(SOURCE DOCUMENT begins)

You know, the book told us to leave aside our drink problem several pages ago. It says, putting aside the drink problem, we're going to look at the real reasons why we are the way we are.
And what I really love about this paragraph and in this page specifically, is it starts out and it talks about, you know, rockets, the moon. And of course we giggle and we're like, wow, man, you know, you know,
you know, at this point they're selling, you know, like trips to the moon, you know, into space as like, you know, like, you know, I'm a multi billionaire, I want a vacation, I'm going to go to space, you know. So we look at it, we said that's really funny, but I want to think about this. And it's something that that kind of like resonates with me
who here is old enough to remember what it's not like to have what it's like to not have a cell phone,
right? So we have like, no, we got no reception up in here, right? We got Wi-Fi, like in three spots,
and we're all wandering around with our phone going, do you got Wi-Fi? There was a time when it was like, they'll leave a message on my answering machine, right? So we acclimate to new ideas that work. I mean, my life is significantly better because I have access to a cell phone. In fact, we were Googling Emmett Fox this morning.
You know, I mean, like my life is better because I have access to this. Yes, it is an incredibly useful tool. So I mean, when I get this new idea, this new thing, this new gadget which allows me to be more effective and useful in my life, I grab onto it, right? We don't know who even has a GPS anymore. Exactly. We have phones. Oh, you do a couple, but most of the time, like there's a, there's an app for that, right?
You know, and like, it used to be like when I first started doing this talk or this, this specific talk, it was
who has a map in their car,
you know, and then everybody says no IGPS. Now I'm like, we don't even have GPS anymore. We don't even have a map anymore. We just have our phones, right. So when something is new and useful to us, we embrace it technologically.
But you know, when an idea or a concept or an attachment or letting go of something or changing ourselves on an intrinsic level is new and useful to us, we get really
don't mess with that because that's the attachment. That's the identity that's invested in that specific belief system,
right? So Bill says, hey, let's look at your experience. Bill is going to Bill does that over and over again. He says, look, this is an idea. It's interesting, take a look at it. You don't like it, Let's go look and see how things are working out before you without that idea, without that concept. How's that going for you? That's so good. You might want to think about it. And Bill does this throughout the book. And I really like that because he's not telling us he's not saying you should. He's saying,
OK,
you don't want to do that box you drop. It's OK because alcohol and alcoholism will beat you into a state of reasonableness. It absolutely will. And what's what's more humbling and what's harder for most of us is when alcoholism feeds us into a state of reasonableness without a drink in our body. Because then I can't externalize and say it's the booze that makes me do the stupid stuff. I do and said it's do stupid stuff
and it's my it's me. It's that hole in the soul, that sucking boy, that is inside of me
that has me do this stupid stuff that I do.

(SOURCE DOCUMENT ends)

TASK 1 —
Transcribe the part of the talk starting with "You know, I mean, like" and going on through "embrace it technologically.".
TASK 2 —
According to the talk, what were they Googling that morning?
Nothing in the listing is needed here.

(MATERIAL SUPPLIED begins)

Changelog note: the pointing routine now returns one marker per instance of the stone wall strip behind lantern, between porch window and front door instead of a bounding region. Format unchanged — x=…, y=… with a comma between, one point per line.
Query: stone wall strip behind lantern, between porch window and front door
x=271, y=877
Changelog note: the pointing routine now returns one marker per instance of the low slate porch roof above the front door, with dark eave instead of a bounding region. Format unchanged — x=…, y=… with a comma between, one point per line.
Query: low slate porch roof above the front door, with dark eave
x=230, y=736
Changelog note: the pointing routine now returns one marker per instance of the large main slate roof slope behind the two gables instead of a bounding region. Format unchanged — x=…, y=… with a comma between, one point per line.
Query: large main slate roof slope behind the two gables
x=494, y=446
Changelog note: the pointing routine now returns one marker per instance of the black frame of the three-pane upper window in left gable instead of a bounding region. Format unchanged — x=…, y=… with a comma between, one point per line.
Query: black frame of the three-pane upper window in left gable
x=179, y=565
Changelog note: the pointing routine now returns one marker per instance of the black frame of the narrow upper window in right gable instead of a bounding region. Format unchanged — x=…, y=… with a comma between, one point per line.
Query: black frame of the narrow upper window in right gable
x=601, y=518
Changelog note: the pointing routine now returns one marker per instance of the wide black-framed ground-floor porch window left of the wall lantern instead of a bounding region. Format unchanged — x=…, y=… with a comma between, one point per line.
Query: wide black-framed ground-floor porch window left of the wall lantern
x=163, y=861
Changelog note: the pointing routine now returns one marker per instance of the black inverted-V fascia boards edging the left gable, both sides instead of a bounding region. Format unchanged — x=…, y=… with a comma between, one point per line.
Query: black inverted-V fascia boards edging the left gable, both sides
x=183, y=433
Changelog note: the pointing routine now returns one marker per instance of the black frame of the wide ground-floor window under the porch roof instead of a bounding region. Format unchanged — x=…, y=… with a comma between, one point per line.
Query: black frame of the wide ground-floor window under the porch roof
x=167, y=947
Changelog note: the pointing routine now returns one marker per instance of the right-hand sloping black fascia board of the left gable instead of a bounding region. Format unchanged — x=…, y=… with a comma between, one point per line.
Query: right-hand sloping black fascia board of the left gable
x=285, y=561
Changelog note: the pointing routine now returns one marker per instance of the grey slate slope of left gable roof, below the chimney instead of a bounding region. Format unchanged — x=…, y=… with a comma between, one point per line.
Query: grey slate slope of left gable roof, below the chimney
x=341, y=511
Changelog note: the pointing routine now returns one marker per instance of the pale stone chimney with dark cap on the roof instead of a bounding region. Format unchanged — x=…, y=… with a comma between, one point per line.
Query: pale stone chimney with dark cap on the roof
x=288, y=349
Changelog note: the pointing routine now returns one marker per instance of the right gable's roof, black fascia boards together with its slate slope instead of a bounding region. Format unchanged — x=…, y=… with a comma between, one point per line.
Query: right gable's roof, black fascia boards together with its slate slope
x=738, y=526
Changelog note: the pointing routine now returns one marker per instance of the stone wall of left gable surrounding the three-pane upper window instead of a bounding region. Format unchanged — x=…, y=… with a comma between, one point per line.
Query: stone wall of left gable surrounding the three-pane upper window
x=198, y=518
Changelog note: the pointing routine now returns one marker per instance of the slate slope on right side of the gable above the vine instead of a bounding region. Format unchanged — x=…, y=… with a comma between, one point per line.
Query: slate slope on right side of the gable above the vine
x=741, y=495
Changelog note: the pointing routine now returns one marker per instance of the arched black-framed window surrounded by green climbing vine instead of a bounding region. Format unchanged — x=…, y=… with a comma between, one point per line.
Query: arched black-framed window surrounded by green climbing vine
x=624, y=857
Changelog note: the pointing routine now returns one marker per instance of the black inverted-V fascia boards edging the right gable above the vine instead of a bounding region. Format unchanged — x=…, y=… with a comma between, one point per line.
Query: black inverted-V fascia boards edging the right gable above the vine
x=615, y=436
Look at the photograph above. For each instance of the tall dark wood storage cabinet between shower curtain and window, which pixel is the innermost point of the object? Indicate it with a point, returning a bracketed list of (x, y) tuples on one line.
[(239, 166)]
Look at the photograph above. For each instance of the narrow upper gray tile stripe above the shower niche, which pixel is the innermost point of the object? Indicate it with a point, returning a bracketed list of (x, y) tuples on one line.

(MATERIAL SUPPLIED ends)

EXERCISE OUTPUT 1 —
You know, I mean, like my life is better because I have access to this. Yes, it is an incredibly useful tool. So I mean, when I get this new idea, this new thing, this new gadget which allows me to be more effective and useful in my life, I grab onto it, right? We don't know who even has a GPS anymore. Exactly. We have phones. Oh, you do a couple, but most of the time, like there's a, there's an app for that, right?
You know, and like, it used to be like when I first started doing this talk or this, this specific talk, it was
who has a map in their car,
you know, and then everybody says no IGPS. Now I'm like, we don't even have GPS anymore. We don't even have a map anymore. We just have our phones, right. So when something is new and useful to us, we embrace it technologically.

EXERCISE OUTPUT 2 —
Emmett Fox.